Given passage:
■ ■ ■ ■ ■
Stone Stack(石塔)

Stone Stack

Headword

돌탑 ( 石塔 , Doltap )

Location of the encyclopedia

Korean Folk Beliefs > Worship of Village Gods > Sacred Entity

Writer KimHyokyung(金孝慶)

Doltap, or stone stacks, refer to elaborate conical cairns erected at village entrances as objects of worship believed to keep away bad fortunes and invite in the good.

Stone stacks are generally observed in mountainous inland regions of South and North Chungcheong, North Jeolla, Gangwon and South Gyeongsang provinces, but are found on Jeju Island as well. They serve not only as guardians against diseases, evil forces, fire, and tiger attacks, but also as structures to supplement specific geographical features that are considered inauspicious according to geomantic beliefs. In other words, they are closely related to the faith of bibo, or geomantic supplementation, which is not common among worship monuments. They are built through communal effort to worship the village gods, and must be distinguished from simple stone piles at the entrances to temples, mountain paths or near village guardian deity shrines (seonangdang), formed randomly by travelers or for personal prayer.
■ ■ ■ ■ ■
Retype the stone stacks entry word for word, starting at "Doltap, or stone" and ending at "in the good.".

Source data:
■ ■ ■ ■ ■
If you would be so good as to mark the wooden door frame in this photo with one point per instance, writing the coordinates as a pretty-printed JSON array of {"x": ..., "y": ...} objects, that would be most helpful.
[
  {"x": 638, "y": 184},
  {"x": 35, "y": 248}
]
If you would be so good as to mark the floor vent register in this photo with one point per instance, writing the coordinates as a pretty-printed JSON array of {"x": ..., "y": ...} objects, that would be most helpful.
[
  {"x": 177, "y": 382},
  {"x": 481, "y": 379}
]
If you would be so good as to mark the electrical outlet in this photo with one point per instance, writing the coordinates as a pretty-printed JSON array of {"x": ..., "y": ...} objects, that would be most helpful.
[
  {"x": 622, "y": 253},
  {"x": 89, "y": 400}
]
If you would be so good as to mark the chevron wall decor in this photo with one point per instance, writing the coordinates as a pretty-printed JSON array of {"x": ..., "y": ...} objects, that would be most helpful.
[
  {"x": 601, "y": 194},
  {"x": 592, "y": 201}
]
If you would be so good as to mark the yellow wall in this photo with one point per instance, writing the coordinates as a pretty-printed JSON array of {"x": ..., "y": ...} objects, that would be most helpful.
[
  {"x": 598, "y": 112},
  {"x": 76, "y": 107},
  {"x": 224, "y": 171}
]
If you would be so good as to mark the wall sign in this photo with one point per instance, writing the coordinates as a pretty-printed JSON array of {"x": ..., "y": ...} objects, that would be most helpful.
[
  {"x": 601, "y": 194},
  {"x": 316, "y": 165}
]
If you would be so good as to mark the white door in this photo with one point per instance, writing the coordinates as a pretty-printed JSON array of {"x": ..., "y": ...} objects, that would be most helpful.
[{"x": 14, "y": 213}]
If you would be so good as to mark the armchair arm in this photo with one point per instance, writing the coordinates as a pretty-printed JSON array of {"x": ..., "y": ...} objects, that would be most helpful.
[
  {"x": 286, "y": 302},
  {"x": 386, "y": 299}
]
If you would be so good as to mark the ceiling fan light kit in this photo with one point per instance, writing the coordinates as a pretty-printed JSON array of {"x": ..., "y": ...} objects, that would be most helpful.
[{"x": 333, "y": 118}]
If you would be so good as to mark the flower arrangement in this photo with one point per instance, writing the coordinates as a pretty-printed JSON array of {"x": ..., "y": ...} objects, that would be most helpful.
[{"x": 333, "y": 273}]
■ ■ ■ ■ ■
Your response:
Doltap, or stone stacks, refer to elaborate conical cairns erected at village entrances as objects of worship believed to keep away bad fortunes and invite in the good.